*WHAT THIS TASK INVOLVES*
Repeat word for word the part of the mindfulness and nature passage below that lies between "Mindfulness is the" and "be experienced existentially.", inclusive.

*TEXT SEGMENT*

== == ==

Mindfulness is the new approved therapy on the NHS. It has been reported in The Guardian that "Mindfulness-based cognitive therapy may be as good as pills at stopping people relapsing after recovering from major bouts of depression". In a recent article, here, on Blasting News, I wrote about mindfulness and experiencing nature. The connection between mindfulness and experiencing #Nature is fairly overt, since a practice of mindfulness is to experience the world simply by being there, and practising experiencing nature mindfully.

However, the link between existentialism and nature is much less obvious. I have previously written about mindfulness as part of an existential critique, for instance "Can Mindfulness respond to Existenial angst?".Therefore, it seems timely to see how nature would be experienced existentially.

== == ==

*SUPPLIED RECORDS*
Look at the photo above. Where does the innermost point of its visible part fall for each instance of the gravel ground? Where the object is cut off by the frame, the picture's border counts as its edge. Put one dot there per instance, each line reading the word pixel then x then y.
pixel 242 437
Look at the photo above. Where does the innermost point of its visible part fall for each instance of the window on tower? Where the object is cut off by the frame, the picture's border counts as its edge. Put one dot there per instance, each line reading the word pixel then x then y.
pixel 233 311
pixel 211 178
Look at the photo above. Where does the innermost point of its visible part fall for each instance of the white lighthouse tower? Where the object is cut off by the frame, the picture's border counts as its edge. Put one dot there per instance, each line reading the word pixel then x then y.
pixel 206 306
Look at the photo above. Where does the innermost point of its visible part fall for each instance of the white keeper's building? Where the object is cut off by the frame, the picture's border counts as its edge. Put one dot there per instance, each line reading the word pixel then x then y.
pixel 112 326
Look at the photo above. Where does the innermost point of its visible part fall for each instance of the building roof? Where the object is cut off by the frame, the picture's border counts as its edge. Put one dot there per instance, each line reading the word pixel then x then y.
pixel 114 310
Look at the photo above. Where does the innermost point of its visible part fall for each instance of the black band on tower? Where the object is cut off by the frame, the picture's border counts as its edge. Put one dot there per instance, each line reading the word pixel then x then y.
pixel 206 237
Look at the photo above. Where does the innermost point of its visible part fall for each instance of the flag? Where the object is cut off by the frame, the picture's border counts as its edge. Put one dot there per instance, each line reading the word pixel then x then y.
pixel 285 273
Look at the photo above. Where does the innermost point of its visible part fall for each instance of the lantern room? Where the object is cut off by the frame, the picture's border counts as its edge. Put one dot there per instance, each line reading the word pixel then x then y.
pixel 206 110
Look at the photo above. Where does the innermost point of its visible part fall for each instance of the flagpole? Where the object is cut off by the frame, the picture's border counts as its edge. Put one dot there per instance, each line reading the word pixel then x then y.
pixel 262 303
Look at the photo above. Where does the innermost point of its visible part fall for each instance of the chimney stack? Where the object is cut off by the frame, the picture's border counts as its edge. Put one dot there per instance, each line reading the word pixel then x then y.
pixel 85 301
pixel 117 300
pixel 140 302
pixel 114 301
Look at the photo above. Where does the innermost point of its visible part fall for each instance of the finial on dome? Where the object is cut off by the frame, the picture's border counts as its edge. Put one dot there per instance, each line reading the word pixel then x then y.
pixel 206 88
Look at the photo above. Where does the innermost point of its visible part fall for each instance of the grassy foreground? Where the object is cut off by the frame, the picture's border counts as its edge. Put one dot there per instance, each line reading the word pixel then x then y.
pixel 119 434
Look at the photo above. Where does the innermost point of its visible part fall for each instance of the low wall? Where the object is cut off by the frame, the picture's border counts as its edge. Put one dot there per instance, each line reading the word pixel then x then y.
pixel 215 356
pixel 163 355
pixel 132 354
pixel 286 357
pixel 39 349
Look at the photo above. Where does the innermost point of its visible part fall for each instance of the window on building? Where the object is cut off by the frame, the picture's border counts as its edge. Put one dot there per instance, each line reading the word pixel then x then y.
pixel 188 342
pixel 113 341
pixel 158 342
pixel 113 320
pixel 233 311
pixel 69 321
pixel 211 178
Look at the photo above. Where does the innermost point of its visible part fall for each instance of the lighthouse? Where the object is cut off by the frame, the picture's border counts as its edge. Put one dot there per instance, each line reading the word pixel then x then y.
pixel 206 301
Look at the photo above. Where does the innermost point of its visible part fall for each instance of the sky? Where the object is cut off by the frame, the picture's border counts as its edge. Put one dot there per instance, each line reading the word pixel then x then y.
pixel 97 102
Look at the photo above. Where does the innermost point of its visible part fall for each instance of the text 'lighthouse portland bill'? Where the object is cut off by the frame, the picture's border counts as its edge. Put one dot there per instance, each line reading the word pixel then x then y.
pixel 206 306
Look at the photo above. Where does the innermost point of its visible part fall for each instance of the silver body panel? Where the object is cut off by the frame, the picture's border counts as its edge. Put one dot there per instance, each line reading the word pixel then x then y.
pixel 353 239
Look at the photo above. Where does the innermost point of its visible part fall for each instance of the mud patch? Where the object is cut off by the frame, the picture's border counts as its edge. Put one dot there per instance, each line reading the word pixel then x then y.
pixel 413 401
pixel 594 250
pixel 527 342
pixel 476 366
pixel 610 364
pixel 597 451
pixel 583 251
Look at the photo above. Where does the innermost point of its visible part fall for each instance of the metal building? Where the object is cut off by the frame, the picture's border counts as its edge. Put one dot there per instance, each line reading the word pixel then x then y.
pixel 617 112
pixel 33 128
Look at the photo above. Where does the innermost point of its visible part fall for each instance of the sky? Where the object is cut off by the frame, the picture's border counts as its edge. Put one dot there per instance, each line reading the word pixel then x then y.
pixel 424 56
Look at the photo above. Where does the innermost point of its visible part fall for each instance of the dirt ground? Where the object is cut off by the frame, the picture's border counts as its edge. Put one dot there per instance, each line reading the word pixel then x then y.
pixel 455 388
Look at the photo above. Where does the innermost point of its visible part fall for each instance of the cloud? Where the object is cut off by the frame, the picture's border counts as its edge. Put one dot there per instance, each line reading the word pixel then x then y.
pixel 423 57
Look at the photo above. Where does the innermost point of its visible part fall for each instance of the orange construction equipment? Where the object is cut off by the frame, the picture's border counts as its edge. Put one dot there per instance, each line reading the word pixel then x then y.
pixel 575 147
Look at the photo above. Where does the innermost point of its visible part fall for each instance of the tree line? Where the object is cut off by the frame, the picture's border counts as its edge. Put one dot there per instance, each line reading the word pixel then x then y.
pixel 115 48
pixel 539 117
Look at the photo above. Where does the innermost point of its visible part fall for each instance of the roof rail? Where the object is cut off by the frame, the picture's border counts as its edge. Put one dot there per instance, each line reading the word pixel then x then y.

== == ==

*RESPONSE BOX*
Mindfulness is the new approved therapy on the NHS. It has been reported in The Guardian that "Mindfulness-based cognitive therapy may be as good as pills at stopping people relapsing after recovering from major bouts of depression". In a recent article, here, on Blasting News, I wrote about mindfulness and experiencing nature. The connection between mindfulness and experiencing #Nature is fairly overt, since a practice of mindfulness is to experience the world simply by being there, and practising experiencing nature mindfully.

However, the link between existentialism and nature is much less obvious. I have previously written about mindfulness as part of an existential critique, for instance "Can Mindfulness respond to Existenial angst?".Therefore, it seems timely to see how nature would be experienced existentially.